*Do this*.
Copy all of the entries below word for word, leaving out the pictures.

*Task inputs*.

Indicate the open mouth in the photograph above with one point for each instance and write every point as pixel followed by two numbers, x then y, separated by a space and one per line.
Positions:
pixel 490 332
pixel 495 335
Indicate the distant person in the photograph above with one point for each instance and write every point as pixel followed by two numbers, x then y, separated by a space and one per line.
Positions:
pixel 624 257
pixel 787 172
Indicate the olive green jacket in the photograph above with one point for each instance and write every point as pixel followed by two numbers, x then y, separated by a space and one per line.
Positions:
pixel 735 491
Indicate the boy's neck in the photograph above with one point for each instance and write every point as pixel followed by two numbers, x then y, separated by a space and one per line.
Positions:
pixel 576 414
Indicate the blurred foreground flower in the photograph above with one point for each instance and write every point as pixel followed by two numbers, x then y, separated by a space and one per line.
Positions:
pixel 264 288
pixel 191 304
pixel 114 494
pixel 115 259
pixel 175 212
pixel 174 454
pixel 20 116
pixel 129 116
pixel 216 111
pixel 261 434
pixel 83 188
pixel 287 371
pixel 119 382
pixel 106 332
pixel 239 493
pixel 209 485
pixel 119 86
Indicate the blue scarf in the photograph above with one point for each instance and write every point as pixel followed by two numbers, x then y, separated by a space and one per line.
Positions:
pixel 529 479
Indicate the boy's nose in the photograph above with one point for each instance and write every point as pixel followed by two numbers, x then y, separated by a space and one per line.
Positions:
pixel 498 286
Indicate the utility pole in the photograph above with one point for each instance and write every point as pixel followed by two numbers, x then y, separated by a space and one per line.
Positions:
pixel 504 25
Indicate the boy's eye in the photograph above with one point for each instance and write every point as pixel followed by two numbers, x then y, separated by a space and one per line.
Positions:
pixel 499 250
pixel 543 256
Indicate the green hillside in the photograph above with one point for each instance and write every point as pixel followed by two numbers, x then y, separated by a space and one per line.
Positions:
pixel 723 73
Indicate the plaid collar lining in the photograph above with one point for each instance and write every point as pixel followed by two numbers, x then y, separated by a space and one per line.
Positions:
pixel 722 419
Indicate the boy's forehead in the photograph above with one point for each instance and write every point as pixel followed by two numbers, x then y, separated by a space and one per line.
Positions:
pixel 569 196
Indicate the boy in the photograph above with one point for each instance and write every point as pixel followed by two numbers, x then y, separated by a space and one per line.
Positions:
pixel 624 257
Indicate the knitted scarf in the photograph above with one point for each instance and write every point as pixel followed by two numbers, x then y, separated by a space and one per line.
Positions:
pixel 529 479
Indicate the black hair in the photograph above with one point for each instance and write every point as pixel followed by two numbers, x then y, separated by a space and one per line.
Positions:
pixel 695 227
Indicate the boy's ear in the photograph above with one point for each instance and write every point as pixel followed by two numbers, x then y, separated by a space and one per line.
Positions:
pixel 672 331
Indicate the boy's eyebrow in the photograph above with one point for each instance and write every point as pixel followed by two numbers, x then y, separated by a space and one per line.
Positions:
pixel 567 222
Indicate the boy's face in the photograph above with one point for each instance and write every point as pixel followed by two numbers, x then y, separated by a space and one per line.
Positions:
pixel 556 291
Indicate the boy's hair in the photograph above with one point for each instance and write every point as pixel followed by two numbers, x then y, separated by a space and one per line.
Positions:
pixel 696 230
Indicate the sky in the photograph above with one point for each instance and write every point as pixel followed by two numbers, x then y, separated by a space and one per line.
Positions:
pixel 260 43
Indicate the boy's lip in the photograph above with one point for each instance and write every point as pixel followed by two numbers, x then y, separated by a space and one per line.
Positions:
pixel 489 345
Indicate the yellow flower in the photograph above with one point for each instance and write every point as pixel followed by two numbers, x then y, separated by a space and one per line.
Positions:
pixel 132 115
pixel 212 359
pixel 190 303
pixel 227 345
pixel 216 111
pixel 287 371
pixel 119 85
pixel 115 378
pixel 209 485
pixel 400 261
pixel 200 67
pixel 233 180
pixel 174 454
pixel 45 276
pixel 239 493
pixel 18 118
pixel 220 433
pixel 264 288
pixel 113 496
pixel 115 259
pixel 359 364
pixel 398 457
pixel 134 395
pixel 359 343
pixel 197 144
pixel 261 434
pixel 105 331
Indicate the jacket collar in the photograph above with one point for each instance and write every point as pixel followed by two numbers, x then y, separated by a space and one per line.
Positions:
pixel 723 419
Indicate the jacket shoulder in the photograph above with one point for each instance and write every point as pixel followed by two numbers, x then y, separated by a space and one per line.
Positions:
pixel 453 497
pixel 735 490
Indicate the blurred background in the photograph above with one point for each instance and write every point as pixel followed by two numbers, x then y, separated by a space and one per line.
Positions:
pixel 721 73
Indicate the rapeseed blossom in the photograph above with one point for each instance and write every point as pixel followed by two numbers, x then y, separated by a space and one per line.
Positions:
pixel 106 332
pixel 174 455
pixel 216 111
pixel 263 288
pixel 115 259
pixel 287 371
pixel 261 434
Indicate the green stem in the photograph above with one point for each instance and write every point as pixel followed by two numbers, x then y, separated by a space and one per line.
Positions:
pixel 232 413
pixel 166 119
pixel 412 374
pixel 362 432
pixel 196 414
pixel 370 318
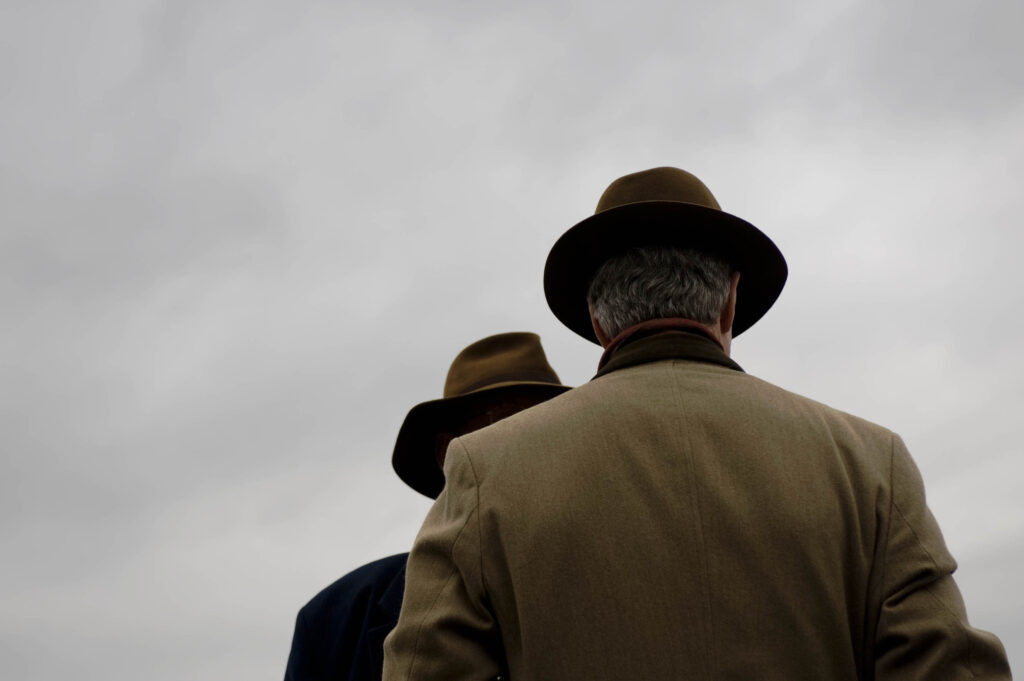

*Response for this exercise*.
Indicate the open mouth in the photograph above with one point for each instance and write every point as pixel followed by two numbers, x then y, separated by a space and one per line.
Positions:
pixel 490 332
pixel 495 335
Indicate the distant person in the photograph above with one point for each instance and write every point as pixel followed by two numbers, x then y, separated by a space and one per line.
Positions:
pixel 624 257
pixel 787 172
Indicate the olive green jacket in the photograph above with one point for each instance and write every point as pixel followed by two numbers, x then y, separated by a space and one per line.
Positions:
pixel 735 491
Indicate the boy's neck in the photograph above with one point for each instance and write every point as pixel followed by two numbers, x then y, separated by a space and one per line.
Positions:
pixel 576 414
Indicate the blurred foreground flower in the photograph above with one point for each instance and write every point as pixel followed by two numbers, x then y, separated by a space and one per line.
Positions:
pixel 264 288
pixel 191 304
pixel 114 494
pixel 115 259
pixel 175 212
pixel 174 454
pixel 20 116
pixel 129 116
pixel 216 111
pixel 261 434
pixel 83 188
pixel 287 371
pixel 119 382
pixel 106 332
pixel 239 493
pixel 209 485
pixel 119 86
Indicate the blue scarf in the photograph above with one point for each instance and write every point as pixel followed by two numbers, x then y, separated by a space and one per line.
Positions:
pixel 529 479
Indicate the boy's nose in the photograph above with one point for each instance and write every point as pixel followed by two numbers, x then y, separated by a space and one per line.
Positions:
pixel 498 286
Indicate the utility pole in the photograph above with one point for each instance and write every point as pixel followed by two numbers, x then y, separated by a space and one per line.
Positions:
pixel 504 25
Indicate the boy's eye in the photograph above with one point for each instance and write every point as pixel followed by two numbers, x then y, separated by a space and one per line.
Positions:
pixel 499 250
pixel 543 256
Indicate the green hillside in the photograph above with one point for each instance and write every point as pixel followed by two numbers, x then y, separated by a space and one per line.
Positions:
pixel 723 73
Indicate the plaid collar lining in the photograph above with one point for each instance and write every point as pixel followed by two numbers, x then y, separated by a space and one per line.
Positions:
pixel 722 419
Indicate the boy's forehead in the photograph above with one point for each instance and write every point as pixel followed by two numbers, x then y, separated by a space and one per line.
Positions:
pixel 569 196
Indicate the boy in the photograph above with one point for each instance and write every point as pixel followed by two numbers, x then y, separated by a space and one per line.
Positions:
pixel 624 257
Indicate the knitted scarf in the photograph above with one point for each instance and write every point as pixel followed by two numbers, x then y, separated by a space and one per line.
Positions:
pixel 529 479
Indicate the black hair in the photograph above with one point for each instance and write every point as pixel followed by two numbers, x then y, separated by a space and one per line.
Positions:
pixel 695 227
Indicate the boy's ear in the photograph above with one point for each instance and write every point as pixel followed by two numbers, x then y, separated by a space and one per line.
Positions:
pixel 672 331
Indicate the boy's eyebrow in the photograph above with one point for each instance and write every point as pixel followed by two numbers, x then y, separated by a space and one per line.
Positions:
pixel 567 222
Indicate the boy's face in the photograph above with one point for each instance and write every point as pixel followed by two numbers, x then y, separated by a space and one per line.
Positions:
pixel 556 291
Indicate the boy's hair in the photograph above with one point for each instance and write every point as pixel followed by two numbers, x then y, separated by a space and one per line.
Positions:
pixel 696 230
Indicate the sky in the photograph above with one point for each instance and write every point as pixel followed by two numbers, x then y, separated by a space and one per line.
Positions:
pixel 260 43
Indicate the boy's lip in the photograph above with one point for each instance and write every point as pixel followed by two numbers, x then y, separated by a space and one per line.
Positions:
pixel 489 345
Indicate the yellow flower in the photograph above with one point for each instance and write every point as pixel followed by two numbers, x then y, separated by a space and one per line.
Positions:
pixel 132 115
pixel 212 359
pixel 190 303
pixel 227 345
pixel 216 111
pixel 287 371
pixel 119 85
pixel 115 378
pixel 209 485
pixel 400 261
pixel 200 67
pixel 233 180
pixel 174 454
pixel 45 276
pixel 239 493
pixel 18 118
pixel 220 433
pixel 264 288
pixel 113 496
pixel 115 259
pixel 359 364
pixel 398 457
pixel 134 395
pixel 359 343
pixel 197 144
pixel 261 434
pixel 105 331
Indicate the jacket collar in the photograph above with one point for each instance and write every point as pixel followed by two numbers, x then y, separated by a space and one per line.
Positions:
pixel 723 419
Indicate the jacket shoulder in the photograph above with one point for each instance and write every point as pixel followed by two numbers, x then y, separated by a space and one per line.
Positions:
pixel 453 497
pixel 735 490
Indicate the blurred background in the photograph above with one point for each instance and write every point as pixel followed by two numbers, x then y, separated by a space and one per line.
Positions:
pixel 721 73
Indicate the rapeseed blossom in the photograph above with one point for each instance and write every point as pixel followed by two numbers, x then y, separated by a space and one per line.
Positions:
pixel 106 332
pixel 174 455
pixel 216 111
pixel 263 288
pixel 115 259
pixel 287 371
pixel 261 434
Indicate the green stem in the photograph above with one point for each instance and write every point as pixel followed by two numbers, x then y, separated by a space and one per line.
Positions:
pixel 232 413
pixel 166 119
pixel 412 374
pixel 362 432
pixel 196 414
pixel 370 318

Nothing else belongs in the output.